- **Work task**: From the line containing "Tag the upper" through the last line of the entries below, transcribe each line exactly, excluding any picture.

________________________

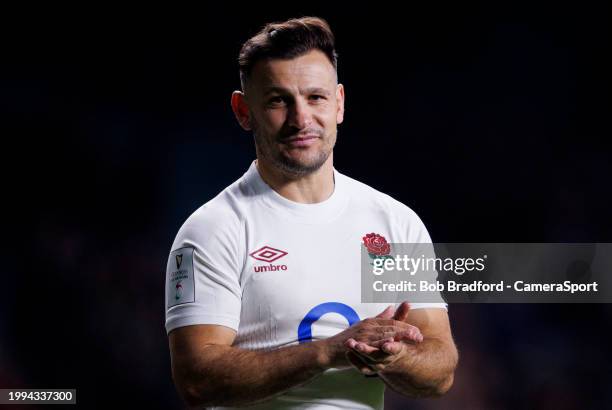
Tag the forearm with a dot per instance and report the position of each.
(225, 375)
(426, 371)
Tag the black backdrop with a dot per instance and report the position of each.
(489, 121)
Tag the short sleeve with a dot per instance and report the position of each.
(203, 271)
(416, 232)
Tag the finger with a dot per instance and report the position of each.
(393, 348)
(365, 349)
(387, 313)
(350, 343)
(359, 364)
(402, 312)
(409, 335)
(379, 343)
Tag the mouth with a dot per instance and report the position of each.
(301, 141)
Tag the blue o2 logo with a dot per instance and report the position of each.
(305, 327)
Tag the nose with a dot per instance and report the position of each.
(299, 115)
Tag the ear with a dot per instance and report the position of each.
(340, 102)
(241, 110)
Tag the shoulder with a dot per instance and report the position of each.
(219, 219)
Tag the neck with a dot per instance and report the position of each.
(307, 189)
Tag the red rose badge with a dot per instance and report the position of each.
(376, 245)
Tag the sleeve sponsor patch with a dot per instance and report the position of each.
(180, 282)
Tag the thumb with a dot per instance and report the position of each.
(402, 312)
(387, 313)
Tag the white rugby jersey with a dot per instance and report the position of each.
(281, 273)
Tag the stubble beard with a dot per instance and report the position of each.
(267, 151)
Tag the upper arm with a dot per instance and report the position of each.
(432, 322)
(189, 354)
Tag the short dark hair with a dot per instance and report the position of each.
(287, 40)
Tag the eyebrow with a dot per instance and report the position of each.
(310, 90)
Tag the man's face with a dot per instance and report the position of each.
(294, 108)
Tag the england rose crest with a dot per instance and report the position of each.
(377, 246)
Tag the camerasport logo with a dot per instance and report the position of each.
(377, 246)
(269, 255)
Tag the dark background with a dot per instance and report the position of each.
(491, 122)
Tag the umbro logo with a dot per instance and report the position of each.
(269, 255)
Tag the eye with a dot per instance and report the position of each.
(278, 100)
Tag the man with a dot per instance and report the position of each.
(263, 282)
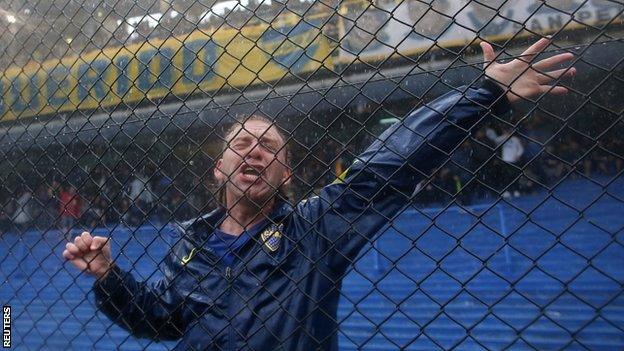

________________________

- **Task output**:
Tag the upper arm with a dot per instance and report the position of each.
(432, 322)
(189, 354)
Tag the short dark hair with a dot per instance and report the position of each.
(287, 40)
Tag the eyebrow with a dot per instance and report the position of each.
(310, 90)
Tag the man's face with a dot per instance and report the position of each.
(294, 108)
Tag the england rose crest with a dot per instance and report the position of each.
(377, 246)
Tag the camerasport logo with a dot per instance and report the position of each.
(377, 246)
(269, 255)
Tag the dark background with a dot per instance and report the position of each.
(491, 122)
Tag the umbro logo with a dot per instance and report the position of each.
(269, 255)
Tag the eye with a dot per instance and report the position of each.
(278, 100)
Tag the man with a dot per instance and report the position of each.
(263, 282)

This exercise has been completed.